What the task asks. Collect every line in the data below that contains the word "wheel", and copy each of those lines in full.
-------------------------
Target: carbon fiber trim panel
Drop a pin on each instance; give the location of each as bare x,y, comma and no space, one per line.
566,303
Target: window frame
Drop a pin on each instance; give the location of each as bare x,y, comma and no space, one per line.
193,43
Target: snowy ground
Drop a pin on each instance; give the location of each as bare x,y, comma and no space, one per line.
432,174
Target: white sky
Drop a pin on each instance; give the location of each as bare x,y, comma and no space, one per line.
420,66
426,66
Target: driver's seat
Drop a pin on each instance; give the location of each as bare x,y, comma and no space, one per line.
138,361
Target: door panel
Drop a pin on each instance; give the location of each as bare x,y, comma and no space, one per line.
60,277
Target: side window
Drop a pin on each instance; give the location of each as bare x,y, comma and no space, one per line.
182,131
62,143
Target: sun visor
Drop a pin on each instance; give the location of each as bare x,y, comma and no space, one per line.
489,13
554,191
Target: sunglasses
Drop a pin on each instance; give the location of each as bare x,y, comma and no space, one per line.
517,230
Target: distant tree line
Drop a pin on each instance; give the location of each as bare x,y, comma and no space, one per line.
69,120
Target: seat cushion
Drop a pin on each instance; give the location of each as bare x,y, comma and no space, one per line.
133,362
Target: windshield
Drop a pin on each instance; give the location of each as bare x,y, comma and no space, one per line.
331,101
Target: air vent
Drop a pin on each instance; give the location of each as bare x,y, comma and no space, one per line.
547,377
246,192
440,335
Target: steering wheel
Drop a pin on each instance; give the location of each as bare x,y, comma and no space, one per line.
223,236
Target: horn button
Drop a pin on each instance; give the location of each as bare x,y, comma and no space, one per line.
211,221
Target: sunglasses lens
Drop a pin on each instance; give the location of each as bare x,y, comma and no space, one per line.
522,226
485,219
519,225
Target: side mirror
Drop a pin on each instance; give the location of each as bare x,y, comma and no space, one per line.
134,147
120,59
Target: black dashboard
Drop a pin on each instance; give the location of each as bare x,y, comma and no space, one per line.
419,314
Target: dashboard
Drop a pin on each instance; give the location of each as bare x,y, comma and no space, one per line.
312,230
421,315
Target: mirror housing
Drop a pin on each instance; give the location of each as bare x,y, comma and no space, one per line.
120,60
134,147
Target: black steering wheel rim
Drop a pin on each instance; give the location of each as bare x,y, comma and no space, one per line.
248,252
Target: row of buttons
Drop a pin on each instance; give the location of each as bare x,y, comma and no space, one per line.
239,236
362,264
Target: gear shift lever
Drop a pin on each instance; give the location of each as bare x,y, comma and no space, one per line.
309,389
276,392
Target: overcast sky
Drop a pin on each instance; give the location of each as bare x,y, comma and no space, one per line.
-------------------------
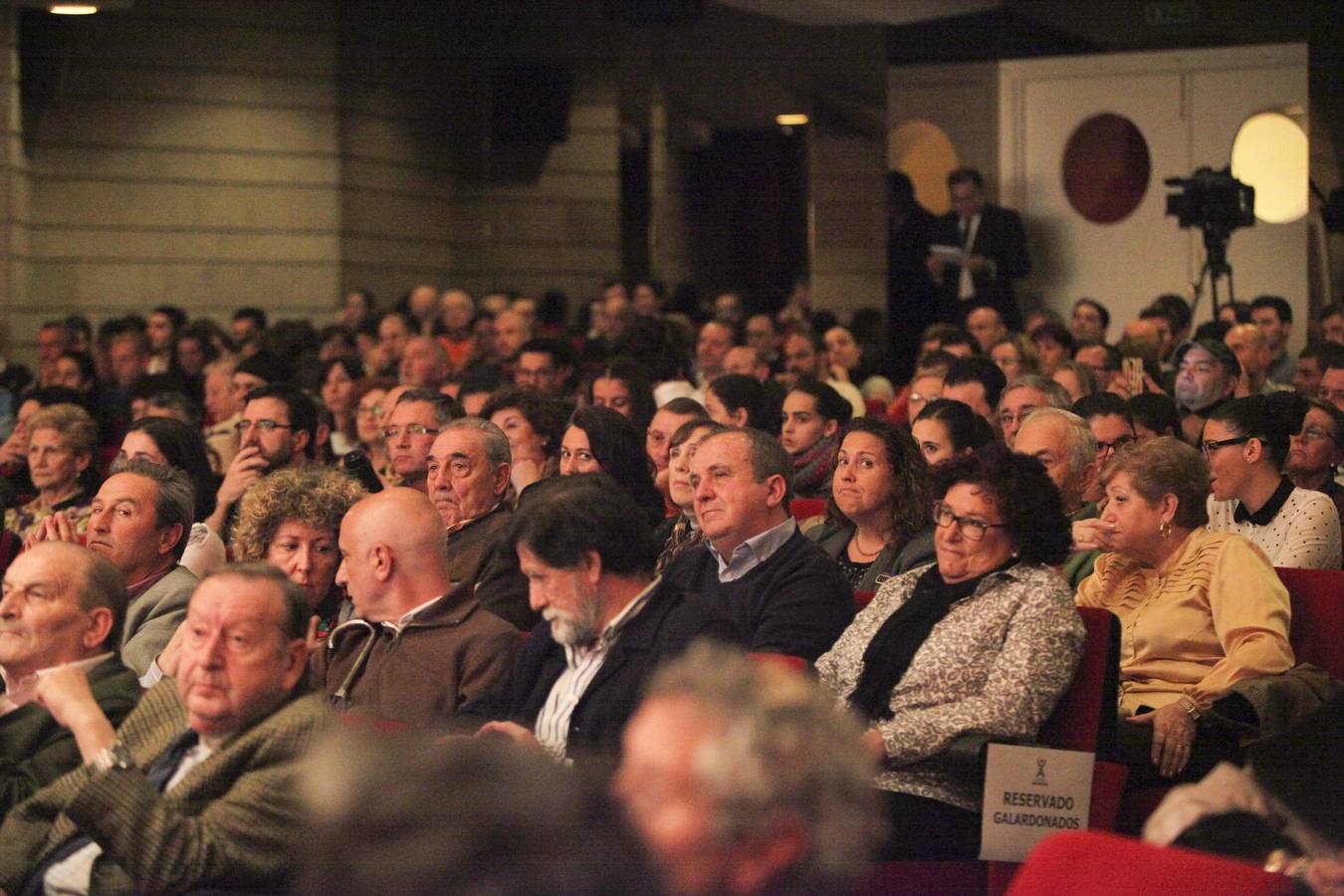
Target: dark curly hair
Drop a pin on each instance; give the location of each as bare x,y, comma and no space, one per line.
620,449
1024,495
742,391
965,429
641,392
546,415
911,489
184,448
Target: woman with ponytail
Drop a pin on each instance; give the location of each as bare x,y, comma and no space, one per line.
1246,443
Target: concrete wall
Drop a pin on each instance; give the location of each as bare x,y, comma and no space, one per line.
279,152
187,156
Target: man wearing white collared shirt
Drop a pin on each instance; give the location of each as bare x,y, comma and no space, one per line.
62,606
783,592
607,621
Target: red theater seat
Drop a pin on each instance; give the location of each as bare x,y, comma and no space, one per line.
-------------------------
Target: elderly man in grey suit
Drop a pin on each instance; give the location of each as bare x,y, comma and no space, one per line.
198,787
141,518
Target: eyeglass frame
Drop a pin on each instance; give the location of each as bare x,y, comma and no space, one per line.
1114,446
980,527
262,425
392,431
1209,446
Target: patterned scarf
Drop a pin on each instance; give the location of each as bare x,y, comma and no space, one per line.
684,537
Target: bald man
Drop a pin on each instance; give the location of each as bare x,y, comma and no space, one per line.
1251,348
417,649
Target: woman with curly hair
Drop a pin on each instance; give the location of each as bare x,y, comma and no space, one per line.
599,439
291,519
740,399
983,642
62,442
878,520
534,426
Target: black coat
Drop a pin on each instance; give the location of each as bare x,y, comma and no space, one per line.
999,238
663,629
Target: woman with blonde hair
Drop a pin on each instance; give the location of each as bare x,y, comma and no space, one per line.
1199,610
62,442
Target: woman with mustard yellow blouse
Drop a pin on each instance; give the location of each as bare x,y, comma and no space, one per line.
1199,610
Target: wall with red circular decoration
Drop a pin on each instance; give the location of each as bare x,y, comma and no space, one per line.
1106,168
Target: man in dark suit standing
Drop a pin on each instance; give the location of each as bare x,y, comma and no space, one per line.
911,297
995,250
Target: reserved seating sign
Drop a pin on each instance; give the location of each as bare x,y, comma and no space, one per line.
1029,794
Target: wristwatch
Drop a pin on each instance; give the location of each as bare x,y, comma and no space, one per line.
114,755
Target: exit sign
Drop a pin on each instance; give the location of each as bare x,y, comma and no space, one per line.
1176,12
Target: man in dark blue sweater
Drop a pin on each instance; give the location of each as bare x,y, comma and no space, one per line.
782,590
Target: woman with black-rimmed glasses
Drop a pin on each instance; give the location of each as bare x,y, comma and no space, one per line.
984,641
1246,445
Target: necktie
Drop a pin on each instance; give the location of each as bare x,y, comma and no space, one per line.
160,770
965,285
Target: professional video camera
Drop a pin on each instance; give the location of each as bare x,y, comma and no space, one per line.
-------------------------
Result.
Target: steering wheel
Target: black steering wheel rim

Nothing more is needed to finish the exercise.